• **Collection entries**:

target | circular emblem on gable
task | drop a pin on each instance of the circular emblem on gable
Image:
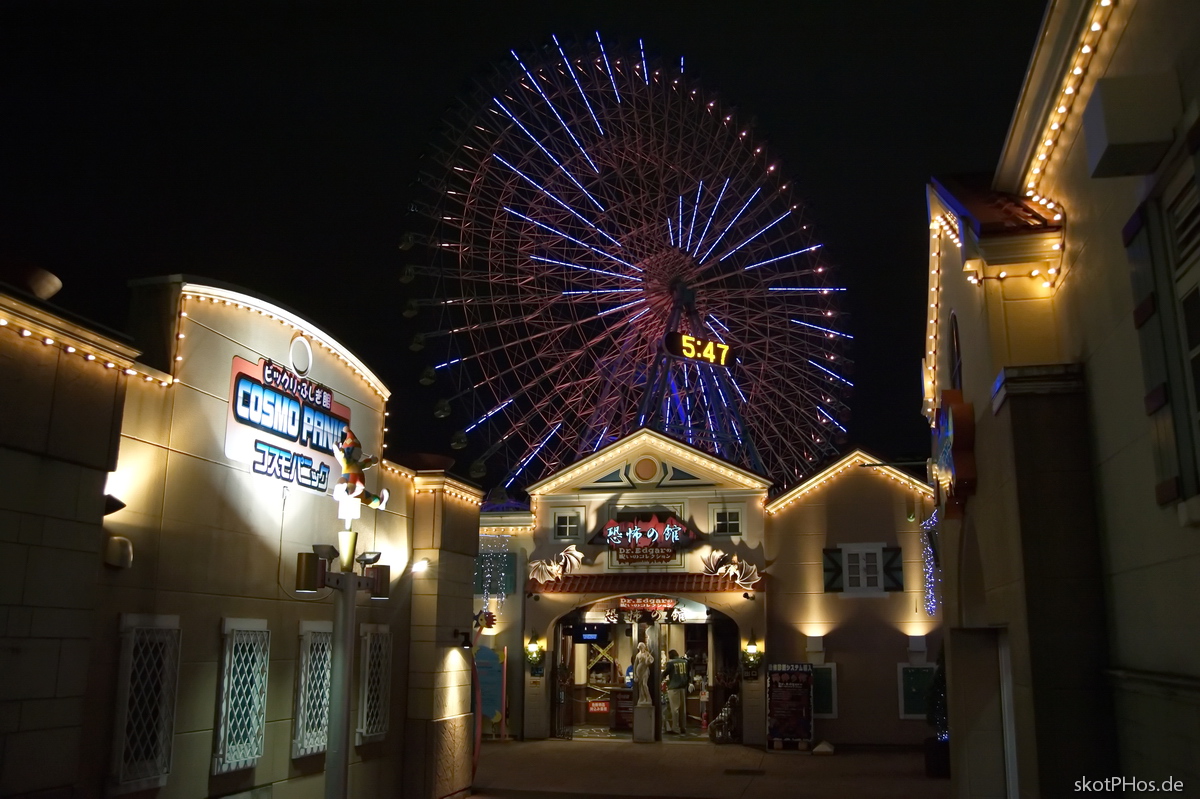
(300, 355)
(646, 469)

• **PROBLEM TO WORK ON**:
Show the lines of the records that include the string "gable".

• **ANSWER**:
target | circular emblem on gable
task | drop a pin on each instance of the circular emblem on gable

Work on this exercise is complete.